====== Exercise inputs ======

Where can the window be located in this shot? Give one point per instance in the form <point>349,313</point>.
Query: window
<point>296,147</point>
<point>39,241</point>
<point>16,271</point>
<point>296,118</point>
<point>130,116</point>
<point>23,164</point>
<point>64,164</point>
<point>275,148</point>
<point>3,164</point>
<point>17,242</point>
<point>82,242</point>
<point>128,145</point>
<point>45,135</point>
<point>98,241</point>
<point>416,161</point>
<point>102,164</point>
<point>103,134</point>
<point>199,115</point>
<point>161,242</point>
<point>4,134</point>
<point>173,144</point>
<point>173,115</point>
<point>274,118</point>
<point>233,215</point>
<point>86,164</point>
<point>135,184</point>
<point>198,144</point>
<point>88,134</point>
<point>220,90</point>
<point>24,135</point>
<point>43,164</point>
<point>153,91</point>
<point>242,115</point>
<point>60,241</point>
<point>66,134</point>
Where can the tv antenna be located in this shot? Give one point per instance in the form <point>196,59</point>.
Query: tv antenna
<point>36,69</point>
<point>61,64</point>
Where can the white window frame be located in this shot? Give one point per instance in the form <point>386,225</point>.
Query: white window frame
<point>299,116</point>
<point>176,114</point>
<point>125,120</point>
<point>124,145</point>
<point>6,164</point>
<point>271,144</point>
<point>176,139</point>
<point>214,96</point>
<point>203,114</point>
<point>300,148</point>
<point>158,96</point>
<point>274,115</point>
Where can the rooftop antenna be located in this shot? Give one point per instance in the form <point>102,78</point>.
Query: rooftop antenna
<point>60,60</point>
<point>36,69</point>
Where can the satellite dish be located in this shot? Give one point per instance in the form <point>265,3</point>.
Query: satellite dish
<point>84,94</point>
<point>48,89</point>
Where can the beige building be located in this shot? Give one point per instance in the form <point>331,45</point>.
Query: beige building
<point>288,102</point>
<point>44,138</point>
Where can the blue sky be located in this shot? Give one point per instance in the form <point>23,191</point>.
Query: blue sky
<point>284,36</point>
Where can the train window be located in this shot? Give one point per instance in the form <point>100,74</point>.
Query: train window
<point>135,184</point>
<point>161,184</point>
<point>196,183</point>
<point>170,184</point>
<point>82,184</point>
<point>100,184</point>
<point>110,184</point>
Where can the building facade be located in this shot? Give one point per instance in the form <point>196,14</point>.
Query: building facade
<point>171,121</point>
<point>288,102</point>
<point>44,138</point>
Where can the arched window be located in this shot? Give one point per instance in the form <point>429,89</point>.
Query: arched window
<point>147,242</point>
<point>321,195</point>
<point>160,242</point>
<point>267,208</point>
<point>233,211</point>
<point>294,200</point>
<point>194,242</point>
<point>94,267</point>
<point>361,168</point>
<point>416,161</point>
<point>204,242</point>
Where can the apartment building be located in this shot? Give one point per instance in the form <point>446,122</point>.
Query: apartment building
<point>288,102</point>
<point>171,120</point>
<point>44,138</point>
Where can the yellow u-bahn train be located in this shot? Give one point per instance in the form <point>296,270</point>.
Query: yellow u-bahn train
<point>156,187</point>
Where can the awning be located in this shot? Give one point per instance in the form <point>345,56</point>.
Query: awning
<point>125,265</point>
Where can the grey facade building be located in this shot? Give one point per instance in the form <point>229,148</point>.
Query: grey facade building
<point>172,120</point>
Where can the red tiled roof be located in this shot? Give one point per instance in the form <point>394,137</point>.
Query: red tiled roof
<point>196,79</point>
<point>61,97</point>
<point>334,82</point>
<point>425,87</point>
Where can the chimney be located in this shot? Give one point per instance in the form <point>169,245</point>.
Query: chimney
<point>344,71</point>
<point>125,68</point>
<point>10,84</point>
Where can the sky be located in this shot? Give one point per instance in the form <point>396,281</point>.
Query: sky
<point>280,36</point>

======
====== Exercise inputs ======

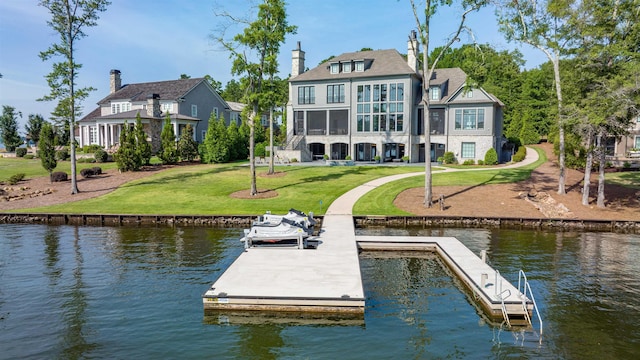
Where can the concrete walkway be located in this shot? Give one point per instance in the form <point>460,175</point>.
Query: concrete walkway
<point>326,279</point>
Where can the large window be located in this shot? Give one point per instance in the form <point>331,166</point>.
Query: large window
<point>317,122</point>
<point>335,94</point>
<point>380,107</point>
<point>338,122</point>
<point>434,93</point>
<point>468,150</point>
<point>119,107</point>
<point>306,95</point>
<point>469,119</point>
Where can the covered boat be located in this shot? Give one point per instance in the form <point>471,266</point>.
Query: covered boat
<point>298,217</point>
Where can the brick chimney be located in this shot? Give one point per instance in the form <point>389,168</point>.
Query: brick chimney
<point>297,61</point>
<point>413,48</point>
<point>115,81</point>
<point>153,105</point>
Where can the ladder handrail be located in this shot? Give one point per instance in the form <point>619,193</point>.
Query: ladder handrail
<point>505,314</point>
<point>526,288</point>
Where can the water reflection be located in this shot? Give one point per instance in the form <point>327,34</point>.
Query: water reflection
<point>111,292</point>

======
====== Exercise inputs ======

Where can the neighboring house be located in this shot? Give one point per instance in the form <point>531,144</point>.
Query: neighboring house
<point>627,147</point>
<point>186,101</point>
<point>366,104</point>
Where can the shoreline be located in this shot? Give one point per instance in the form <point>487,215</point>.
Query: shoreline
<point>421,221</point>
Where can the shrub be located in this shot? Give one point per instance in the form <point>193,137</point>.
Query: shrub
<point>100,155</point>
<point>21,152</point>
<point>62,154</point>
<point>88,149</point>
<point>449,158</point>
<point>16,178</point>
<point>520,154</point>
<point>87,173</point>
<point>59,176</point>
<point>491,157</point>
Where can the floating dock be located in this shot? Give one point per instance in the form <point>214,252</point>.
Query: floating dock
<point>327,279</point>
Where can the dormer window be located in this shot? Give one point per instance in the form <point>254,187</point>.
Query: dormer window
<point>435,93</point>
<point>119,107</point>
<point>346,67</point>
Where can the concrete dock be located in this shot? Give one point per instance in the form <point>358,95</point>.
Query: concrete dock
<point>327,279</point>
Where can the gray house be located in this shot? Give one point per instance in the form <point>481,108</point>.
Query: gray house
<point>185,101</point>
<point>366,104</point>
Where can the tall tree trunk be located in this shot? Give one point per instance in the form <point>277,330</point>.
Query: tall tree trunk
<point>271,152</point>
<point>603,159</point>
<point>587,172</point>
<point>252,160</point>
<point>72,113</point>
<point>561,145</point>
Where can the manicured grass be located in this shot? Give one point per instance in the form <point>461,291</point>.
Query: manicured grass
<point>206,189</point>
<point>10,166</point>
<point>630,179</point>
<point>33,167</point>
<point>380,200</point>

======

Copy out again, unchanged, the lines beginning with the one that contains "Where can the apartment" and continuing through the one that contains "<point>172,120</point>". Include both of those end lines.

▶ **Result of this task**
Where can the apartment building be located in this shot? Give one point per instance in the form <point>446,122</point>.
Query: apartment building
<point>288,102</point>
<point>171,120</point>
<point>44,138</point>
Where can the yellow u-bahn train be located in this shot? Give one point per instance in the form <point>296,270</point>.
Query: yellow u-bahn train
<point>156,187</point>
Where can the awning be located in this shot? Give one point per instance in the form <point>345,56</point>.
Query: awning
<point>125,265</point>
Where can the grey facade building be located in this shot? Give one point per instance in the form <point>229,148</point>.
Query: grey facade building
<point>172,120</point>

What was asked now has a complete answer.